Lines of data:
......

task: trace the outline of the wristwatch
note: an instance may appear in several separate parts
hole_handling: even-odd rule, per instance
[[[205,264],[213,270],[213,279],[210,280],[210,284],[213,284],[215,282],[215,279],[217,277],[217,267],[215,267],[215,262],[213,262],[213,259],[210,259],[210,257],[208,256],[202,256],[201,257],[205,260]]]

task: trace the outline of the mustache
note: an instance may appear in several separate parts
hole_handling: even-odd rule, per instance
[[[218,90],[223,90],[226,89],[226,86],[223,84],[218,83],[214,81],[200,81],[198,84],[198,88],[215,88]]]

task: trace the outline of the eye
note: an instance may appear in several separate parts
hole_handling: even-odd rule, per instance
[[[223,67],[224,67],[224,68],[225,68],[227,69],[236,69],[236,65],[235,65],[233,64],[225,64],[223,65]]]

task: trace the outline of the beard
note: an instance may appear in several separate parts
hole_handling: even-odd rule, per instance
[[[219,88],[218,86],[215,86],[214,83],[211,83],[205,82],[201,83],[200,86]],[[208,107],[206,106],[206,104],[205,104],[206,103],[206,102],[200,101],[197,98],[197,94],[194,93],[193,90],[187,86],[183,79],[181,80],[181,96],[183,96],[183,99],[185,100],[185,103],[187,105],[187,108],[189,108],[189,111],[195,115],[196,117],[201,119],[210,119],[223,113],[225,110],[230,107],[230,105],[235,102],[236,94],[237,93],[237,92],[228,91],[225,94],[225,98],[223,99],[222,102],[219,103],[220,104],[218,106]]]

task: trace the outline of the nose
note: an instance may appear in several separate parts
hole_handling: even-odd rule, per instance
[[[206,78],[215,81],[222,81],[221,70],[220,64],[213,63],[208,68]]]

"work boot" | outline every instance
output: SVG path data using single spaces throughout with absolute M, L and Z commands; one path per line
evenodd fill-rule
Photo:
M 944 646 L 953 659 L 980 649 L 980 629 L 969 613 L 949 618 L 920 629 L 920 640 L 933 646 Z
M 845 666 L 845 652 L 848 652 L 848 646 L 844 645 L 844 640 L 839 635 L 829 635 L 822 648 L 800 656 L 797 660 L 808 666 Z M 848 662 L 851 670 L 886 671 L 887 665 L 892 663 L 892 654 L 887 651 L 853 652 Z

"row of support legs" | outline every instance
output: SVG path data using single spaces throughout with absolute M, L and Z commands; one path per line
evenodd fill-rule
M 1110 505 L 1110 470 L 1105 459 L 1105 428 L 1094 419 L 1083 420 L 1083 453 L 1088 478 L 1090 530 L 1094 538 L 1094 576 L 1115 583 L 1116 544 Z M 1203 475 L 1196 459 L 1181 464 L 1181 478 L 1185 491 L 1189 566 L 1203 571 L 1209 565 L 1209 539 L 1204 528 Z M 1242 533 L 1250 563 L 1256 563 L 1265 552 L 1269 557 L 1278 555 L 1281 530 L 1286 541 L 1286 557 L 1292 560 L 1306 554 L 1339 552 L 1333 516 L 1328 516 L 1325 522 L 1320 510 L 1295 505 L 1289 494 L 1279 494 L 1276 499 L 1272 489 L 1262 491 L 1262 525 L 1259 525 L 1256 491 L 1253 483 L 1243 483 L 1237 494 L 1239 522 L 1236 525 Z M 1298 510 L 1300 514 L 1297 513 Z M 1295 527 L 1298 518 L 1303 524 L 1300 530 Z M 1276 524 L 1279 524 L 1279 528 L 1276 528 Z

......

■ WHAT TO PRODUCE ■
Please collect each line above that contains the word "every".

■ PROBLEM SOLUTION ■
"work boot" | outline every instance
"row of support legs" | outline every instance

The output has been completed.